Article -

********************

4.11. Environmental Matters. The Borrower and its Significant Subsidiaries do not have liabilities under Environmental Laws or relating to Materials of Environmental Concern that have not been disclosed in public filings with the Securities and Exchange Commission as of the Closing Date that would reasonably be expected to have a Material Adverse Effect.
SECTION 5. CONDITIONS PRECEDENT
5.1. Conditions of Effectiveness. The effectiveness of this Agreement is subject to the satisfaction of the following conditions precedent on or prior to the Closing Date:
(a) Execution of Agreement. (i) This Agreement shall have been executed and delivered by a duly authorized officer of each of the Borrower and the Administrative Agent and (ii) the Administrative Agent shall have received an executed counterpart hereof (or a copy thereof by facsimile transmission) from each Lender listed on Schedule 1.1.

********************

Lines of data

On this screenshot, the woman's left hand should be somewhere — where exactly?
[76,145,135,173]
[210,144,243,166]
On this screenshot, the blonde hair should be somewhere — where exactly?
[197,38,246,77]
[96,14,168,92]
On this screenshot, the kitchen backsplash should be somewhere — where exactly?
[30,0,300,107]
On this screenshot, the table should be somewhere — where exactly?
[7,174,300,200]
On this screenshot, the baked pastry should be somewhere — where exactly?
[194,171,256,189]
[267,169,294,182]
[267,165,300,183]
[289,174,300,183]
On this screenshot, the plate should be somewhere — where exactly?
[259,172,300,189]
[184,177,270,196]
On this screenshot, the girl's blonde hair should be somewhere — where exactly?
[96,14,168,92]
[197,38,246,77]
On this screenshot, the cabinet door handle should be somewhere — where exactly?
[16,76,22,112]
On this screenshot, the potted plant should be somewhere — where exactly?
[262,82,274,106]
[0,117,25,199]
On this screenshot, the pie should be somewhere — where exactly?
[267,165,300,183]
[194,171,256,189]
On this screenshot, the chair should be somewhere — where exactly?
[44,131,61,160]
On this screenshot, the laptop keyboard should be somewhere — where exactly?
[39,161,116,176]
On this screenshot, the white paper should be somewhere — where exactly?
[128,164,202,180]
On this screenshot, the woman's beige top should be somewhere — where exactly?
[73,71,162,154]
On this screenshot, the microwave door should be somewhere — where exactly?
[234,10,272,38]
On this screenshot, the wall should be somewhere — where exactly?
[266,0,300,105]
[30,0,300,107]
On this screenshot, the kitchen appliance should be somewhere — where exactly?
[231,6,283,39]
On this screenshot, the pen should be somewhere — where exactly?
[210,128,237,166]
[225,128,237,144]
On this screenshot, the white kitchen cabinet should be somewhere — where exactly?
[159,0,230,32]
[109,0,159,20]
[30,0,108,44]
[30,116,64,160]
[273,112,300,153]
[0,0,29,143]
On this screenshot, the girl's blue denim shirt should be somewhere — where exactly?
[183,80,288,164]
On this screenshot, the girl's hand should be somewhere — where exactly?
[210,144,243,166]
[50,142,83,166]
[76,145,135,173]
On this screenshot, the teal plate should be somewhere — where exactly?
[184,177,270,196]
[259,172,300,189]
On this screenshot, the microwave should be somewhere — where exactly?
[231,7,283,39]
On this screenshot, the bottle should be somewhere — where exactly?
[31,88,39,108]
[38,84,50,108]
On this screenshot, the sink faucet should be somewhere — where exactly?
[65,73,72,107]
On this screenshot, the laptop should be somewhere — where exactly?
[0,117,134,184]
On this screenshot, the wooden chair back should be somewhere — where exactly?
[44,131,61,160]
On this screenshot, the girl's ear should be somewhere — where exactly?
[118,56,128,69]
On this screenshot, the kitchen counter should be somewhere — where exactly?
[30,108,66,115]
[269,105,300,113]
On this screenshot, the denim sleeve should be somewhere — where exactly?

********************

Given request 1 - Reproduce the agreement excerpt word for word, from beginning to end.
Given request 2 - In the rows of data, rewrite the stretch from the line containing "On this screenshot, the laptop keyboard" through the line containing "[0,0,29,143]", putting "ivory" wherever "white" appears and leaving all else as it is. Output only those lines.

Solution 1 -
4.11. Environmental Matters. The Borrower and its Significant Subsidiaries do not have liabilities under Environmental Laws or relating to Materials of Environmental Concern that have not been disclosed in public filings with the Securities and Exchange Commission as of the Closing Date that would reasonably be expected to have a Material Adverse Effect.
SECTION 5. CONDITIONS PRECEDENT
5.1. Conditions of Effectiveness. The effectiveness of this Agreement is subject to the satisfaction of the following conditions precedent on or prior to the Closing Date:
(a) Execution of Agreement. (i) This Agreement shall have been executed and delivered by a duly authorized officer of each of the Borrower and the Administrative Agent and (ii) the Administrative Agent shall have received an executed counterpart hereof (or a copy thereof by facsimile transmission) from each Lender listed on Schedule 1.1.

Solution 2 -
On this screenshot, the laptop keyboard should be somewhere — where exactly?
[39,161,116,176]
On this screenshot, the ivory paper should be somewhere — where exactly?
[128,164,202,180]
On this screenshot, the woman's beige top should be somewhere — where exactly?
[73,71,162,154]
On this screenshot, the microwave door should be somewhere — where exactly?
[234,10,272,38]
On this screenshot, the wall should be somewhere — where exactly?
[266,0,300,105]
[30,0,300,107]
On this screenshot, the kitchen appliance should be somewhere — where exactly?
[231,6,283,39]
On this screenshot, the pen should be somewhere — where exactly?
[210,128,237,166]
[225,128,237,144]
On this screenshot, the ivory kitchen cabinet should be somewhere — where exactly?
[159,0,230,32]
[109,0,159,20]
[30,0,108,44]
[30,116,64,160]
[273,112,300,153]
[0,0,29,143]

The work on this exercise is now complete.